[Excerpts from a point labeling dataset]
··········

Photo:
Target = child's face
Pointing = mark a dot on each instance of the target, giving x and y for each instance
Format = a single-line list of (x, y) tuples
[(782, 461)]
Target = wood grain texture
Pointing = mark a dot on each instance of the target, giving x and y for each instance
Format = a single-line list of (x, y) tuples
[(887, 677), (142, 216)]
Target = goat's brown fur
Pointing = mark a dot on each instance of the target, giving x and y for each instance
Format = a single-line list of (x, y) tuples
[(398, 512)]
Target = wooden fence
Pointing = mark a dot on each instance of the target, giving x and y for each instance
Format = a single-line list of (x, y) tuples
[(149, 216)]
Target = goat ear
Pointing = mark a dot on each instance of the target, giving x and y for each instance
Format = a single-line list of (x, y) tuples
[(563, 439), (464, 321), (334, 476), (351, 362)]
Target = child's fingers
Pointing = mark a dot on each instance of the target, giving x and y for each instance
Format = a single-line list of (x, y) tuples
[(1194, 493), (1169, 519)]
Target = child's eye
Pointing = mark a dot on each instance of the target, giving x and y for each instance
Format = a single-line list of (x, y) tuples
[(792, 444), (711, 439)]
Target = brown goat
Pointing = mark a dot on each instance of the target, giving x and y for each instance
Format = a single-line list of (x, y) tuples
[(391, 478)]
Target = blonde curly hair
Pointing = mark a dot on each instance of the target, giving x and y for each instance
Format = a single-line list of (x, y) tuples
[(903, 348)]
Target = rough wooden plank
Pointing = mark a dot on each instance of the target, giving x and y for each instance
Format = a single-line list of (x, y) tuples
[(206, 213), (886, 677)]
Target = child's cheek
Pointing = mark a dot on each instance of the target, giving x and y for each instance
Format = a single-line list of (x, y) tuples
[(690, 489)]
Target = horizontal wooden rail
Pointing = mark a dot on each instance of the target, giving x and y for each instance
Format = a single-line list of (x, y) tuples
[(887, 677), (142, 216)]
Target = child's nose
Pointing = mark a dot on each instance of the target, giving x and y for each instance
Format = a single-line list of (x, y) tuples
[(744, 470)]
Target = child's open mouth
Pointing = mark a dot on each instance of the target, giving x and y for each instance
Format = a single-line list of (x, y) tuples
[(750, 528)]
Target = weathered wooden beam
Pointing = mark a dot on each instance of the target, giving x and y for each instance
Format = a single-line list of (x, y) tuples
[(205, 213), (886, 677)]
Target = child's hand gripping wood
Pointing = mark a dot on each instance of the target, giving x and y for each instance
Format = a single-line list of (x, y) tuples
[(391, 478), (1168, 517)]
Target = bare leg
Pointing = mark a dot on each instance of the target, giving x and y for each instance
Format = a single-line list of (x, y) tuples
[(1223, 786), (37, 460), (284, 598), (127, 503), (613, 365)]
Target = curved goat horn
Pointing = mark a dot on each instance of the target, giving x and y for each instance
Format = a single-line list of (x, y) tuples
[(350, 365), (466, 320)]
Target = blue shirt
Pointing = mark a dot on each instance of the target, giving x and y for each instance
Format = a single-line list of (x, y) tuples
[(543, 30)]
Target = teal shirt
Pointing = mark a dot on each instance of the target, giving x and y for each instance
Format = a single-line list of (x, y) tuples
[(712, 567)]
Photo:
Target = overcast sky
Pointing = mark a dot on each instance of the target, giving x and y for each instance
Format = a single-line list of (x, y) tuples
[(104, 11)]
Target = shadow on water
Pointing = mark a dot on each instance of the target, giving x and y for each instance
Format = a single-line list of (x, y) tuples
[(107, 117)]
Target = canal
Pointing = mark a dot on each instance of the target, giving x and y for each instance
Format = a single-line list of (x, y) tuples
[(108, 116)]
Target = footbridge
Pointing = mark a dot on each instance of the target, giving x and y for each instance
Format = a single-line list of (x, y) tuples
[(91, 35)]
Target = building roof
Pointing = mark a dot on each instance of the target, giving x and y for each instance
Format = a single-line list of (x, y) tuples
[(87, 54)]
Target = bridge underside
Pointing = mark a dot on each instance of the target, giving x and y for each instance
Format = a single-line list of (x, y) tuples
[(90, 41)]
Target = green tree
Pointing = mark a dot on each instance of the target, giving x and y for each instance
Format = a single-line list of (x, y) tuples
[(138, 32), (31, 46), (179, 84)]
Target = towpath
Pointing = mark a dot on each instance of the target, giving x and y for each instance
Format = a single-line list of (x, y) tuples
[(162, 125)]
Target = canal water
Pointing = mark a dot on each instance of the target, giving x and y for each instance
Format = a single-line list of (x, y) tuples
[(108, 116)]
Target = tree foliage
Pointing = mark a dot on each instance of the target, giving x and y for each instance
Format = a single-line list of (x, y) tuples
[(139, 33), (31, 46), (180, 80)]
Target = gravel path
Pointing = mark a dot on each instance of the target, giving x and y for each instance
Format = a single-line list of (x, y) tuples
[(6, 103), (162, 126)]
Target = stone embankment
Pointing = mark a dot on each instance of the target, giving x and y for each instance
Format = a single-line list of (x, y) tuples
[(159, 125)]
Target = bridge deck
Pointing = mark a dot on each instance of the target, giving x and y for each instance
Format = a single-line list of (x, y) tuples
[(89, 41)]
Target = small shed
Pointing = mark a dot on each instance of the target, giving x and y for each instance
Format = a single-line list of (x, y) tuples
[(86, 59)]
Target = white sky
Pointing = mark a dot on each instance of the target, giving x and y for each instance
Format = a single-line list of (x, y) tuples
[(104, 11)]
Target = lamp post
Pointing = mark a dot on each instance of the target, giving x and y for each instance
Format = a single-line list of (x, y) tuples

··········

**Exercise aim:** Put each line of the records above into a JSON list of strings, with one string per line and no blank lines.

**Exercise answer:**
[
  "Photo:",
  "Target = child's face",
  "Pointing = mark a dot on each instance of the target, giving x and y for each instance",
  "Format = a single-line list of (x, y) tuples",
  "[(782, 461)]",
  "Target = wood grain texture",
  "Pointing = mark a dot on each instance of the target, giving x and y for each instance",
  "Format = a single-line list of (x, y) tuples",
  "[(887, 677), (142, 216)]",
  "Target = goat's brown fur",
  "Pointing = mark a dot on each instance of the target, giving x and y for each instance",
  "Format = a single-line list of (x, y) tuples",
  "[(398, 512)]",
  "Target = wooden fence",
  "Pointing = mark a dot on each instance of the target, giving x and y for each instance",
  "Format = a single-line list of (x, y) tuples",
  "[(149, 216)]",
  "Target = goat ear",
  "Pointing = mark a dot on each instance of the target, giving x and y for each instance",
  "Format = a single-line list of (x, y) tuples",
  "[(563, 439), (464, 321), (334, 476), (351, 362)]",
  "Target = child's fingers",
  "Pointing = mark a dot on each instance of the target, giving x and y for each instance",
  "Format = a single-line list of (x, y) tuples",
  "[(1194, 493), (1169, 519)]",
  "Target = child's eye",
  "Pointing = mark a dot on each instance of the target, giving x and y for each instance",
  "Format = a single-line list of (x, y) tuples",
  "[(792, 444), (711, 439)]",
  "Target = brown goat",
  "Pointing = mark a dot on each instance of the target, giving x and y for each instance",
  "Format = a single-line list of (x, y) tuples",
  "[(391, 478)]",
  "Target = blonde curly hair",
  "Pointing = mark a dot on each instance of the target, giving x and y for each instance",
  "Format = a single-line list of (x, y) tuples",
  "[(903, 348)]",
  "Target = rough wooden plank",
  "Pointing = mark a dot on each instance of the target, giving x and y for each instance",
  "Format = a single-line list of (x, y) tuples",
  "[(206, 213), (886, 677)]",
  "Target = child's cheek",
  "Pointing = mark a dot on each instance of the target, giving x and y for each instance",
  "Format = a single-line list of (x, y) tuples",
  "[(690, 489)]",
  "Target = horizontal wooden rail",
  "Pointing = mark a dot on each instance of the target, giving x and y for each instance",
  "Format = a single-line list of (x, y) tuples",
  "[(887, 677), (142, 216)]",
  "Target = child's nose",
  "Pointing = mark a dot on each instance of the target, giving x and y for each instance",
  "Format = a single-line list of (x, y) tuples",
  "[(744, 470)]",
  "Target = child's open mouth",
  "Pointing = mark a dot on each instance of the target, giving x and y for each instance",
  "Format = a single-line list of (x, y) tuples",
  "[(750, 528)]",
  "Target = weathered wooden beam",
  "Pointing = mark a dot on each instance of the target, giving x and y for each instance",
  "Format = a single-line list of (x, y) tuples",
  "[(205, 213), (886, 677)]",
  "Target = child's hand gripping wood",
  "Pointing = mark a dot on each instance of the target, giving x and y for each instance",
  "Format = a single-line list of (x, y) tuples",
  "[(391, 478), (1168, 517)]",
  "Target = bare leg",
  "Pointing = mark a dot on each instance of the target, giving x and y for each instance",
  "Format = a single-line list of (x, y) tuples",
  "[(1223, 786), (37, 460), (284, 598), (127, 503), (613, 365)]",
  "Target = curved goat horn",
  "Pointing = mark a dot on each instance of the target, giving x and y for each instance",
  "Format = a single-line list of (x, y) tuples",
  "[(350, 365), (466, 320)]",
  "Target = blue shirt",
  "Pointing = mark a dot on each instance of the target, giving x and y for each instance",
  "Format = a single-line list of (x, y) tuples",
  "[(543, 30)]",
  "Target = teal shirt",
  "Pointing = mark a dot on each instance of the target, giving x and y for each instance",
  "Format = a single-line list of (x, y) tuples",
  "[(712, 567)]",
  "Photo:",
  "Target = overcast sky",
  "Pointing = mark a dot on each instance of the target, giving x and y for each instance",
  "Format = a single-line list of (x, y) tuples",
  "[(104, 11)]",
  "Target = shadow on water",
  "Pointing = mark a dot on each instance of the target, giving x and y for each instance",
  "Format = a single-line list of (x, y) tuples",
  "[(107, 117)]",
  "Target = canal",
  "Pointing = mark a dot on each instance of the target, giving x and y for each instance",
  "Format = a single-line list of (x, y) tuples",
  "[(108, 116)]",
  "Target = footbridge",
  "Pointing = mark a dot on each instance of the target, giving x and y for each instance",
  "Format = a single-line list of (x, y) tuples",
  "[(91, 35)]",
  "Target = building roof",
  "Pointing = mark a dot on each instance of the target, giving x and y for each instance",
  "Format = a single-line list of (x, y) tuples",
  "[(87, 54)]",
  "Target = bridge underside",
  "Pointing = mark a dot on each instance of the target, giving x and y for each instance",
  "Format = a single-line list of (x, y) tuples",
  "[(90, 41)]",
  "Target = green tree",
  "Pointing = mark a dot on each instance of the target, giving x and y for each instance",
  "Format = a single-line list of (x, y) tuples",
  "[(138, 32), (31, 46), (179, 84)]",
  "Target = towpath",
  "Pointing = mark a dot on each instance of the target, giving x and y for each instance",
  "Format = a single-line list of (x, y) tuples",
  "[(162, 125)]",
  "Target = canal water",
  "Pointing = mark a dot on each instance of the target, giving x and y for each instance",
  "Format = a single-line list of (x, y) tuples",
  "[(108, 116)]",
  "Target = tree foliage",
  "Pointing = mark a dot on each instance of the target, giving x and y for each instance",
  "Format = a single-line list of (x, y) tuples",
  "[(139, 33), (31, 46), (180, 80)]",
  "Target = gravel path",
  "Pointing = mark a dot on each instance of the target, giving x and y for each instance",
  "Format = a single-line list of (x, y) tuples",
  "[(6, 103), (162, 126)]",
  "Target = stone embankment",
  "Pointing = mark a dot on each instance of the target, giving x and y for each instance",
  "Format = a single-line list of (x, y) tuples",
  "[(159, 125)]",
  "Target = bridge deck",
  "Pointing = mark a dot on each instance of the target, giving x and y for each instance",
  "Format = a single-line list of (x, y) tuples",
  "[(89, 41)]",
  "Target = small shed",
  "Pointing = mark a dot on each instance of the target, giving x and y for each instance",
  "Format = a single-line list of (x, y) tuples",
  "[(86, 59)]",
  "Target = white sky",
  "Pointing = mark a dot on each instance of the target, giving x and y for each instance",
  "Format = a single-line list of (x, y) tuples",
  "[(104, 11)]",
  "Target = lamp post",
  "Pointing = mark a dot on each instance of the target, giving x and y for each instance",
  "Format = a single-line list of (x, y) tuples"
]